### EXERCISE DETAILS
Search the material and gather each line with "slope" in it.

### MATERIAL FOR THIS EXERCISE
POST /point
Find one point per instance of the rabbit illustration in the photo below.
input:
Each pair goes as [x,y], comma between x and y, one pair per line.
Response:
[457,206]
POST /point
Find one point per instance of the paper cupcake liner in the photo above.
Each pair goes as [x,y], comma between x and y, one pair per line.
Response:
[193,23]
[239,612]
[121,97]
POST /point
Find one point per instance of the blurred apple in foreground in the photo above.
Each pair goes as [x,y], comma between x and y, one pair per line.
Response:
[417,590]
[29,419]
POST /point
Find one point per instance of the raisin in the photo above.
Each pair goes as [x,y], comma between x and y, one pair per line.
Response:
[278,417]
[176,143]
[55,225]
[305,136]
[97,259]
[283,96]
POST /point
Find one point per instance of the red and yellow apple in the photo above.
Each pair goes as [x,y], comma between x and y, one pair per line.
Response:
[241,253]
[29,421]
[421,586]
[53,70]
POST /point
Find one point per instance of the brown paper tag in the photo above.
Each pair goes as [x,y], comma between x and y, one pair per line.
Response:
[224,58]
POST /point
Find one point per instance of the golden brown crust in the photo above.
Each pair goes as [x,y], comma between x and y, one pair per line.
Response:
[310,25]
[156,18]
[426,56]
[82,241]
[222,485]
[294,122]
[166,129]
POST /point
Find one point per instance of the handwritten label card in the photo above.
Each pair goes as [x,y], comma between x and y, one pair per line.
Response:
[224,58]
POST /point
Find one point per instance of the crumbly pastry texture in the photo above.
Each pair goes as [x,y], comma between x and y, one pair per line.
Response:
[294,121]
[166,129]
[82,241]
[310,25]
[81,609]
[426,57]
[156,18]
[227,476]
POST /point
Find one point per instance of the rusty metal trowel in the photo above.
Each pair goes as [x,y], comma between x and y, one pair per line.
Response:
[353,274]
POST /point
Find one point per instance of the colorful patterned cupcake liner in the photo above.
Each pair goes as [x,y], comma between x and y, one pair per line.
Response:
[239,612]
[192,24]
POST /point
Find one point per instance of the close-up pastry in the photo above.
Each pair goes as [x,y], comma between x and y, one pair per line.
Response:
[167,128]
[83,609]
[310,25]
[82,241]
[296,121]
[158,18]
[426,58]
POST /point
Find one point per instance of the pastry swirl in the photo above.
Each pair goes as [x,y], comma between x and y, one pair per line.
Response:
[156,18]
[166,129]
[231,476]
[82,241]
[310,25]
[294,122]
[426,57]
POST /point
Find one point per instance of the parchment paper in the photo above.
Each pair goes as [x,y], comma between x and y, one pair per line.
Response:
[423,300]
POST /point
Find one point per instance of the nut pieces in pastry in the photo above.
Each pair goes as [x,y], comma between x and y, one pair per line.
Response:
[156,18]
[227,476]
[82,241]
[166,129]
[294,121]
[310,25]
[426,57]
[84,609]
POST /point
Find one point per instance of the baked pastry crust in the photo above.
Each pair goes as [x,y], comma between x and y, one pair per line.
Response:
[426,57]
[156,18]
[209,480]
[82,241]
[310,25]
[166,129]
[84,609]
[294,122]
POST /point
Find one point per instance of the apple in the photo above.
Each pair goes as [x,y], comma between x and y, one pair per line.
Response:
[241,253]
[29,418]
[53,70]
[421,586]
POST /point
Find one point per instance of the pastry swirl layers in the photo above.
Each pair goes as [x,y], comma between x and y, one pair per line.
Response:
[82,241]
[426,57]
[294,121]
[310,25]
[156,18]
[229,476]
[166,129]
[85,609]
* * *
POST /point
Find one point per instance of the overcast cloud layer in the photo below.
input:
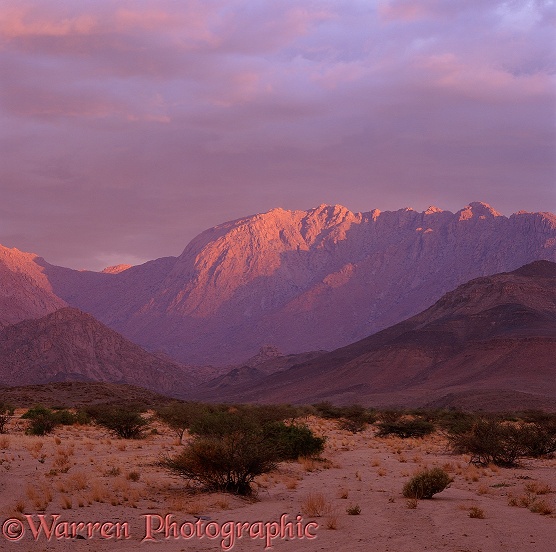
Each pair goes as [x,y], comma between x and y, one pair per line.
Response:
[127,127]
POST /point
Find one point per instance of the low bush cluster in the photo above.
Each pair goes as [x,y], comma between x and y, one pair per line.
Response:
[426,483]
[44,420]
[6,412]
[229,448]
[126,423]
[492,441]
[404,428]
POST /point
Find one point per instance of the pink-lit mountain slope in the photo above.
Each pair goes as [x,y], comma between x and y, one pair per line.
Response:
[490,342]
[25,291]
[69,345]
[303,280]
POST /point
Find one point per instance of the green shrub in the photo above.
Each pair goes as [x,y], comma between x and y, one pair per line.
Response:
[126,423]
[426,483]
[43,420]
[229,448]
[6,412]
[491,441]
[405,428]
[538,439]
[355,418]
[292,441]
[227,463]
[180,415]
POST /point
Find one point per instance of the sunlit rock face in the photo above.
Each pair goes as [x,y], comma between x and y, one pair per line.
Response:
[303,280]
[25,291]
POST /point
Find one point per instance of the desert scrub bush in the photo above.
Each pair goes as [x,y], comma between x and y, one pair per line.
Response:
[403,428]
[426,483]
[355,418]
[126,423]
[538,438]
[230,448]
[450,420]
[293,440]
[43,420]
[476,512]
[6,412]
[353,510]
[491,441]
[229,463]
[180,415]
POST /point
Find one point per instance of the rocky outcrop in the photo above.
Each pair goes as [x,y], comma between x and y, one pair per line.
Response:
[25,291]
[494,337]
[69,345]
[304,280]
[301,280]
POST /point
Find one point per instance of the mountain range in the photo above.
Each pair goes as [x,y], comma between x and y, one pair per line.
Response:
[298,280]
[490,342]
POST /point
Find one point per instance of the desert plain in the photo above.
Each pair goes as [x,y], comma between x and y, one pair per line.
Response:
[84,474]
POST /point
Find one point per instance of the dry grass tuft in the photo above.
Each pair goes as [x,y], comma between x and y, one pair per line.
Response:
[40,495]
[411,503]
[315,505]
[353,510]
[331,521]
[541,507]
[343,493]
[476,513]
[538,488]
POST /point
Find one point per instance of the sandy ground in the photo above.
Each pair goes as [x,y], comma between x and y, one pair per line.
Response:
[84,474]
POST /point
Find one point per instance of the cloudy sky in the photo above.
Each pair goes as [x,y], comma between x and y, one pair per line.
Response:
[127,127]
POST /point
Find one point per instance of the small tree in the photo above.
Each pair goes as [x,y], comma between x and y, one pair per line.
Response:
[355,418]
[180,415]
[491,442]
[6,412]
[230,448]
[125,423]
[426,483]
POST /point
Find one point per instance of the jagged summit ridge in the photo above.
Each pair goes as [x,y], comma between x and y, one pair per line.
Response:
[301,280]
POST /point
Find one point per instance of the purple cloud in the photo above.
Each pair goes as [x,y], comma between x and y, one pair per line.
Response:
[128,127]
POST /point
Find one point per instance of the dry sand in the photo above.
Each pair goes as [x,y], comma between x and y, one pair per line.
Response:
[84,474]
---
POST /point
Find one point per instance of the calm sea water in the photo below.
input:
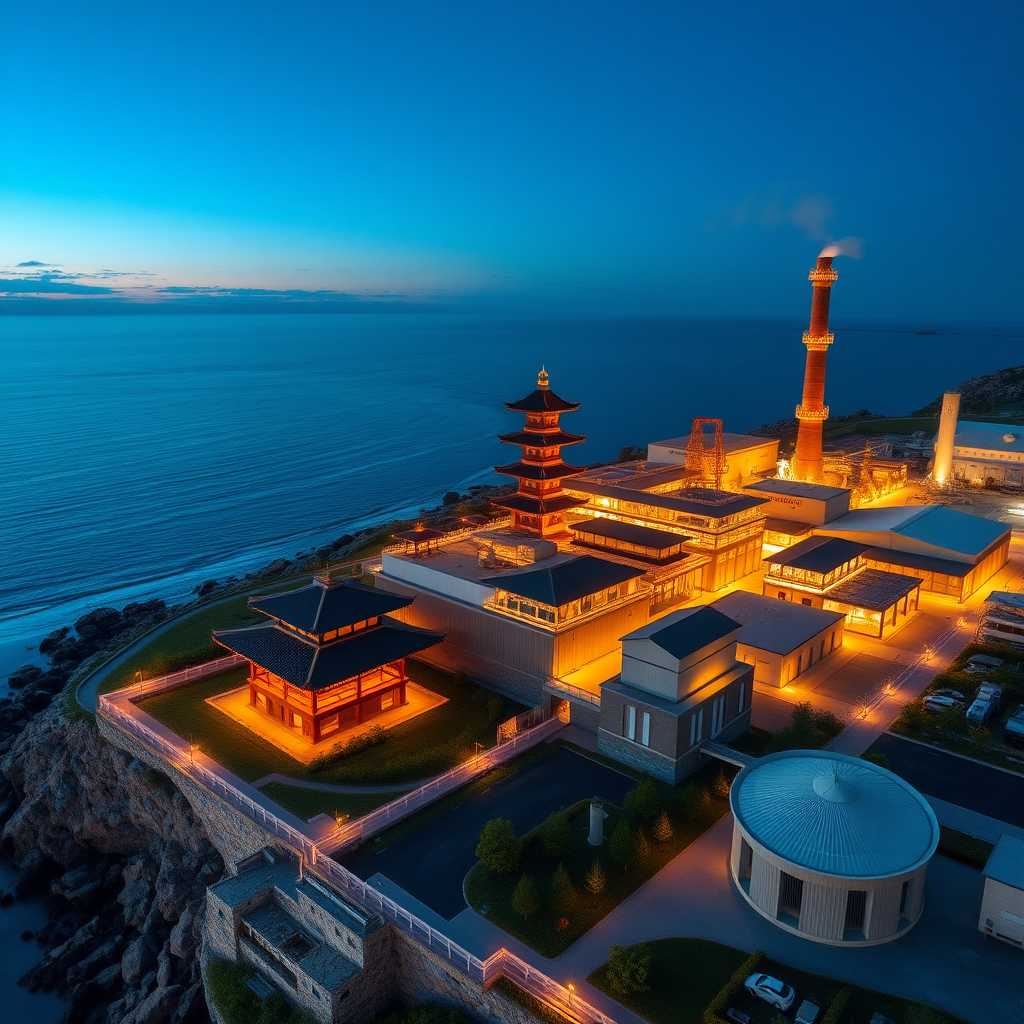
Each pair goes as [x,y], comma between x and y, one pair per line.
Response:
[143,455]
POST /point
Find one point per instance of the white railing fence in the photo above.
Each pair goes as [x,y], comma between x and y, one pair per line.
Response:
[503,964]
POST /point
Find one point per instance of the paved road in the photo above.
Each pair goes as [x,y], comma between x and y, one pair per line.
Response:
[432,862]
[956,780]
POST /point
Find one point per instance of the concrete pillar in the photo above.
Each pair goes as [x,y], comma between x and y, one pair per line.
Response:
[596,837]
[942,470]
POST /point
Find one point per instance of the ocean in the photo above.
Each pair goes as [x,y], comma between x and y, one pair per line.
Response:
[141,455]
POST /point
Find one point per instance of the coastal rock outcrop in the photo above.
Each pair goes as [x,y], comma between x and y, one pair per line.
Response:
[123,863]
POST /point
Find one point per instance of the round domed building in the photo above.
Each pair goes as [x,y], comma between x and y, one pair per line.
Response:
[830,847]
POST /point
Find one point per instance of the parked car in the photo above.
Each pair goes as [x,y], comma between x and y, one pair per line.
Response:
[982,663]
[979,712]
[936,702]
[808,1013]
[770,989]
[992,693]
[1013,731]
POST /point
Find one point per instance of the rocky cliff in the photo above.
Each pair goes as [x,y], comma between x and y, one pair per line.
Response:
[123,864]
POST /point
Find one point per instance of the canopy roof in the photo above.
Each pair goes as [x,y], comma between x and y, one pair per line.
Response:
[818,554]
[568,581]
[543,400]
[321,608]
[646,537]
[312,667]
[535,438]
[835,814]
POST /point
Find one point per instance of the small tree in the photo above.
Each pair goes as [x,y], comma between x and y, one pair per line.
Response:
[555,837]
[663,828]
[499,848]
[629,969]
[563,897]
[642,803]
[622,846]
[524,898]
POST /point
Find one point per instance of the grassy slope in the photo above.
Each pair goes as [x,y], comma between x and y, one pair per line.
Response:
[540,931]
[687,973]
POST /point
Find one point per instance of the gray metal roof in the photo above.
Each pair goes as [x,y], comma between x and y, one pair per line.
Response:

### SOLUTION
Find one point per instance of the pink-lit mountain slope in the photo above.
Find one point per instance of the grassy slope in the photo above.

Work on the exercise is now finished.